Text section ::
A gambler makes a bet of $1 at some odds. If they win, then good for them! Otherwise, if they lose, they bet$2 on the same odds. If they lose this time, they double down again, betting $4. And so on until eventually they win. The outcome of this is that by the time they win, they have lost $\(1 + 2 + 4 + ... + 2^n)$ and gained $\ 2^{n+1}$. This is a net gain of$1. In other words, no matter what the odds they are betting on, this betting system guarantees a gain of $1 with probability 100%. However, this guaranteed$1 only applies if the gambler can continue doubling down arbitrarily long. If they have a finite amount of money, then at some point they can no longer double down, and they suffer an enormous loss. For a gambler with finite resources, they stand a very good chance of gaining \$1 and a very tiny chance of losing massively. If you calculate the expected gain, it turns out to be no better than what you expect from any ordinary betting system.

Summing up: With finite resources, continually doubling down gives no advantage on average. But with infinite resources, continually doubling down gives a guaranteed profit. Hopefully you see the similarity to the dice killer thought experiment. With an infinite population to draw from, the killer can keep “doubling down” (actually “decupling” down) until they finally get their “payout”: killing all of their current captives. On the other hand, with a finite population, the killer eventually loses the ability to get a new group of 10x the population of the previous one and lets everybody free. In this case, exactly like the Martingale system, the odds for a kidnappee end up coming out to the prior odds of 1/36.

Tasks to carry out ::
1 - According to the Martingale passage, why does a gambler with finite money gain no advantage on average from doubling down?
2 - Mark each statement yes or no against the Martingale passage, and quote the text's deciding words exactly: (a) With unlimited doubling, the $1 gain holds whatever the odds of the bet. (b) With a finite population, the killer eventually kills all captives. (c) Each new group the killer takes is ten times the size of the previous one.
3 - In the Martingale passage, what odds does a kidnappee end up with when the population is finite?

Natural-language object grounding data
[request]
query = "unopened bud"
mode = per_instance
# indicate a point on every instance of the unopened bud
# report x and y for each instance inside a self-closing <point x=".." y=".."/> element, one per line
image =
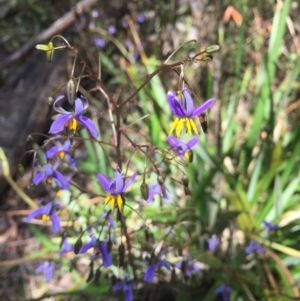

Answers in order ::
1 - With finite money, the gambler eventually can no longer double down and suffers an enormous loss. That tiny chance of a massive loss offsets the very good chance of gaining $1, so the expected gain is no better than with any ordinary betting system.

2 -
(a) Yes: "no matter what the odds they are betting on, this betting system guarantees a gain of $1 with probability 100%."
(b) No: "the killer eventually loses the ability to get a new group of 10x the population of the previous one and lets everybody free."
(c) Yes: "a new group of 10x the population of the previous one."

3 - The prior odds of 1/36.